> [DO THIS]
Rewrite the material starting with the line that contains "Could you please indicate the gray" and going on through the end, keeping every line including the requests, and shift each coordinate by adding 51 to both of its numbers.

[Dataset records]

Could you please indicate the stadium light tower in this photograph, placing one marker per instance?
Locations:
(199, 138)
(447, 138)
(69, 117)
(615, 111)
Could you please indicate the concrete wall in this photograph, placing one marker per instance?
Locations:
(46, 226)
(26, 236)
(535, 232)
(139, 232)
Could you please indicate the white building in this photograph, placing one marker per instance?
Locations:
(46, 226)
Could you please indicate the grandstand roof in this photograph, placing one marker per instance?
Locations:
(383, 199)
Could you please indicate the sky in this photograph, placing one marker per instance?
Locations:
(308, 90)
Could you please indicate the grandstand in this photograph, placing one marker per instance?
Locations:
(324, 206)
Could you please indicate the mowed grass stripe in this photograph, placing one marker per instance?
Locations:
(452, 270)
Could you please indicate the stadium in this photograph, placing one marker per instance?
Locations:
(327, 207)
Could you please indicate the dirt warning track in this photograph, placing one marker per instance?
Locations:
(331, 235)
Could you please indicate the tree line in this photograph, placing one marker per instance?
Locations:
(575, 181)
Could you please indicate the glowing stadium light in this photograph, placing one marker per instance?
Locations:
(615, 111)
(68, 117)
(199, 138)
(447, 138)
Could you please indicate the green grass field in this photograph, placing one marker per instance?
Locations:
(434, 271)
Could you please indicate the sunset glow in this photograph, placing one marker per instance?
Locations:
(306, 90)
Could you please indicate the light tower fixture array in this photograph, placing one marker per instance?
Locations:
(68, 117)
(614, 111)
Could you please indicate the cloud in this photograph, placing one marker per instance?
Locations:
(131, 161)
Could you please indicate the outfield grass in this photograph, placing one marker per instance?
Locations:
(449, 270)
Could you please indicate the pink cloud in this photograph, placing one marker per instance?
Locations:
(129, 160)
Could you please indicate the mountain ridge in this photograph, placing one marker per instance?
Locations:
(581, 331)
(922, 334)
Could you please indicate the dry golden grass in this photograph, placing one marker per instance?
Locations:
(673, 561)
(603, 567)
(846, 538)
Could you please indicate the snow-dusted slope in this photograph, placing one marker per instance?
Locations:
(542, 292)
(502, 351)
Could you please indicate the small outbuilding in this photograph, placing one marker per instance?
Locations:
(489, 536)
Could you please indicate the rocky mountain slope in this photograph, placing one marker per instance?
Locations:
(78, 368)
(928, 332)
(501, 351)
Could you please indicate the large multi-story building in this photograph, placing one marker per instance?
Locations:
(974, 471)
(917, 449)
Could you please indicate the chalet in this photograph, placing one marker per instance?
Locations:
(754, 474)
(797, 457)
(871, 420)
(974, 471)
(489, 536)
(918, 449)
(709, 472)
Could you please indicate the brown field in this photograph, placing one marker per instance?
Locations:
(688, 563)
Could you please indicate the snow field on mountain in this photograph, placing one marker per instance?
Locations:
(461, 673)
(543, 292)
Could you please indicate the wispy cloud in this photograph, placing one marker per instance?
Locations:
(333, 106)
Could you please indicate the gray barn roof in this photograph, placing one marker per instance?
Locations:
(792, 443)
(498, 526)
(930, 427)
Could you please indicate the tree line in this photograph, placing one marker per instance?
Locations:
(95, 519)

> [FINAL RESULT]
Could you please indicate the gray barn roof in this photograph, placing one marker per instance?
Locations:
(843, 494)
(549, 577)
(981, 478)
Could you please indicate the tree line in this photograph, placing one marker per instance?
Locations:
(146, 570)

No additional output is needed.